[Object pointing dataset rows]

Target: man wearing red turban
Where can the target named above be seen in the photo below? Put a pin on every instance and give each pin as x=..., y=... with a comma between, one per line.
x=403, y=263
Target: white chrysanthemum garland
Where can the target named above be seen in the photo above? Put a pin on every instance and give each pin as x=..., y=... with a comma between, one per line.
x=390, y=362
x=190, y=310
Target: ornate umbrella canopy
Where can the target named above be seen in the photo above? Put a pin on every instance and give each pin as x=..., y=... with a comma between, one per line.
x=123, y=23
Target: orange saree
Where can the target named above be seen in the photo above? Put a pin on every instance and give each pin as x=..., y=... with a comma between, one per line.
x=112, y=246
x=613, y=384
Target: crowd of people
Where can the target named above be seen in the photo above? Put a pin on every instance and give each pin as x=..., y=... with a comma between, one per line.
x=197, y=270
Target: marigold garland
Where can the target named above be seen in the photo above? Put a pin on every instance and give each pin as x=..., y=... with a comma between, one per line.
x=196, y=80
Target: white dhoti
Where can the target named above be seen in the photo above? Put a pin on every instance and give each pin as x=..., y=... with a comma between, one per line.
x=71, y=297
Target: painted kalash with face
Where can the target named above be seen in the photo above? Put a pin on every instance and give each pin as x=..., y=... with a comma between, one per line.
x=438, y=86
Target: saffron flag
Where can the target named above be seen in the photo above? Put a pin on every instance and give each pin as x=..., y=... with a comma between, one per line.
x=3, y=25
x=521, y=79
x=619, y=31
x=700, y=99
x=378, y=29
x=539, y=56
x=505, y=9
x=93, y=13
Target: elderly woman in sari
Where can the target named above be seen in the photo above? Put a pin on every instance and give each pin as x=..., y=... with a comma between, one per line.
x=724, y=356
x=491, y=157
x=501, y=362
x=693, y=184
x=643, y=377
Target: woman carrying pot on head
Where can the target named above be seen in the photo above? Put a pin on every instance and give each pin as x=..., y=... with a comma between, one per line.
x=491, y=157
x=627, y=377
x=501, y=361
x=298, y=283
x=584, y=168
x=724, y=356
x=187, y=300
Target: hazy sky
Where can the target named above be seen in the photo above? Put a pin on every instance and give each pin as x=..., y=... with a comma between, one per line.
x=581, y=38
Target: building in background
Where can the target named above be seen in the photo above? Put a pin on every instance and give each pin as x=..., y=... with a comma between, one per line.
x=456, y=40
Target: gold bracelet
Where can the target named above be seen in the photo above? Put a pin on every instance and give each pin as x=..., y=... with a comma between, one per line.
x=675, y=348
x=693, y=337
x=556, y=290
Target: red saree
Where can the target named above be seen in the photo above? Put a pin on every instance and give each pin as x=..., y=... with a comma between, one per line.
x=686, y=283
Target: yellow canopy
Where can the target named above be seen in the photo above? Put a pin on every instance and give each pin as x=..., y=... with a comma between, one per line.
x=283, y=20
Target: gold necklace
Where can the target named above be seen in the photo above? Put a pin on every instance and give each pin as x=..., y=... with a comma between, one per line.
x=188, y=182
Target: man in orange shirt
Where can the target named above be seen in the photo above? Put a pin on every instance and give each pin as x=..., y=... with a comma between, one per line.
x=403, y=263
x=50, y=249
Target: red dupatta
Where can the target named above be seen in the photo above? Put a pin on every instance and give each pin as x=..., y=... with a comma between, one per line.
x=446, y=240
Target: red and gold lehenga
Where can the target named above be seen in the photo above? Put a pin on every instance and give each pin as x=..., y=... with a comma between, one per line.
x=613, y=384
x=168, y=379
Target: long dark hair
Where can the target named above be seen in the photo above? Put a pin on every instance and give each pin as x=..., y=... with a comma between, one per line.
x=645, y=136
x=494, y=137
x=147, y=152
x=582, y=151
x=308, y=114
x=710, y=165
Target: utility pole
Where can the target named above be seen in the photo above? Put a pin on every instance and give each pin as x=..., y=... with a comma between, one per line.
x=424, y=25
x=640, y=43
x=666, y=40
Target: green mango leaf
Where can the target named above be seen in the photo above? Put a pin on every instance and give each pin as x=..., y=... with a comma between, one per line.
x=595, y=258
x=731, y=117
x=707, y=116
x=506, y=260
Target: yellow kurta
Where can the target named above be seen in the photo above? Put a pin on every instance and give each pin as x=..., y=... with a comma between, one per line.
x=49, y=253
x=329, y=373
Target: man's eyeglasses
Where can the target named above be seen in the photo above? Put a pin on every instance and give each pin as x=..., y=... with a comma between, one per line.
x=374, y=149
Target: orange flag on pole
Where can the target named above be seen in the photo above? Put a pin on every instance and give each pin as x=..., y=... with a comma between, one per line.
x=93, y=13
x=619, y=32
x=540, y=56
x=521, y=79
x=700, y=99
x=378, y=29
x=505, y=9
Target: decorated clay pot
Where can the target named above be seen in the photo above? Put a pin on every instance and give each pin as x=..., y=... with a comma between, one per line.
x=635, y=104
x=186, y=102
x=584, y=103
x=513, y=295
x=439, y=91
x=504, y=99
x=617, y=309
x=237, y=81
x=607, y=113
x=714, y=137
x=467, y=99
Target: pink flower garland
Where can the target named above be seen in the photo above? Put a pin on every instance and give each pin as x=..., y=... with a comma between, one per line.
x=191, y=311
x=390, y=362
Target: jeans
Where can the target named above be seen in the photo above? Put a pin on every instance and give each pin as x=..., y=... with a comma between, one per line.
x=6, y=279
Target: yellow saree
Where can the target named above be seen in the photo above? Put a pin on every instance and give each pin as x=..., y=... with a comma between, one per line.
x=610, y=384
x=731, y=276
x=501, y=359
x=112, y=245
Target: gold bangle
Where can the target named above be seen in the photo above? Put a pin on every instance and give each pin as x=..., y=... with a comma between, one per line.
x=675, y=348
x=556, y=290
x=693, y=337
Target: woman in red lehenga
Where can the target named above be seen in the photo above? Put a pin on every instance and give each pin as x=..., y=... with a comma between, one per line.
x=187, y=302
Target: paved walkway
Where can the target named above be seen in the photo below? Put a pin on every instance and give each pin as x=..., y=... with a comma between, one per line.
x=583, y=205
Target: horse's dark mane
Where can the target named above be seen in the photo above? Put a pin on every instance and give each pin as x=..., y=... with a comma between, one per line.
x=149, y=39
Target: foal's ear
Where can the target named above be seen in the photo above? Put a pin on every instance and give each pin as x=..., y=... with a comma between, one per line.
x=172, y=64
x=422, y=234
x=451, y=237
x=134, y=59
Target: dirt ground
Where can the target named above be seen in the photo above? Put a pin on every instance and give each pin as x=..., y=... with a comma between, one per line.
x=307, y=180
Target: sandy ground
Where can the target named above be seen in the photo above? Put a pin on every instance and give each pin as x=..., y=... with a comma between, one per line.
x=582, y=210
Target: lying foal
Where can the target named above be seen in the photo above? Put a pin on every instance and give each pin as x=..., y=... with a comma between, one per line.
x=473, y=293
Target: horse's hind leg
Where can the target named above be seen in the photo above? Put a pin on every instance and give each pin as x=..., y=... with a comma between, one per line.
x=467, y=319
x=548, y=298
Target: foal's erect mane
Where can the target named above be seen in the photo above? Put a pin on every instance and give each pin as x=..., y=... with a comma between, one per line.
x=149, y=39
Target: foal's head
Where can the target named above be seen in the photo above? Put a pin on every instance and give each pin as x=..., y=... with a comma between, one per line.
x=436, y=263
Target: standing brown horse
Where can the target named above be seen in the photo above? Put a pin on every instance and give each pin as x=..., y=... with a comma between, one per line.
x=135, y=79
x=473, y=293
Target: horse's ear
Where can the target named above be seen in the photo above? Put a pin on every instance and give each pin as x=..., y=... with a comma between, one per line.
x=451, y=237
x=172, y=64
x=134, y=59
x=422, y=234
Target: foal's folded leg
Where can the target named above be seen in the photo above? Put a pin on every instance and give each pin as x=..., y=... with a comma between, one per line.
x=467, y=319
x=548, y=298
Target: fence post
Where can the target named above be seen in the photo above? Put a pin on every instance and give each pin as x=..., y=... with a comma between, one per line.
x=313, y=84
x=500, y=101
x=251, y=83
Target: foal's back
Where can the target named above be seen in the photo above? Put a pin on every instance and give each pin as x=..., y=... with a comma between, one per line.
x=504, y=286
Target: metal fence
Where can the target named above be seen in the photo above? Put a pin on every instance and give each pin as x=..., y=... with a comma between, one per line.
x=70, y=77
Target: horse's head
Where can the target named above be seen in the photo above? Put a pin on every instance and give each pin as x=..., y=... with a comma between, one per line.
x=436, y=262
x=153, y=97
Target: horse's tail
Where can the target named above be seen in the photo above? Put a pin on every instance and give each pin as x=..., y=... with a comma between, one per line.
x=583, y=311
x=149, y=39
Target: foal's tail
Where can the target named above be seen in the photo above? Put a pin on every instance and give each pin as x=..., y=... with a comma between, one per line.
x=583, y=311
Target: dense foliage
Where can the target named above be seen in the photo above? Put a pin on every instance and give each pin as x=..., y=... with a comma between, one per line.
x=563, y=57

◆ Written exercise ◆
Please render the records running from the line containing "Target: building in background" down to the line containing "x=686, y=283" as a two-column CSV with the header record_text,answer, one row per record. Put each record's wording in record_text and its coordinates in answer, quoting every field and turning any line breaks into spaces.

◆ Exercise result ◆
record_text,answer
"Target: building in background Where can the target named above be seen in the photo above? Put a pin on every instance and give each pin as x=..., y=... with a comma between, one per line.","x=456, y=40"
"Target: gold bracelet Where can the target named above be seen in the photo above? Put a pin on every instance and give each pin as x=..., y=... with a comma between, one per line.","x=675, y=348 x=693, y=337 x=556, y=290"
"Target: red saree Where can the target named above be seen in the photo above? Put a pin on every instance and give each pin as x=..., y=... with a comma between, one per line.","x=686, y=283"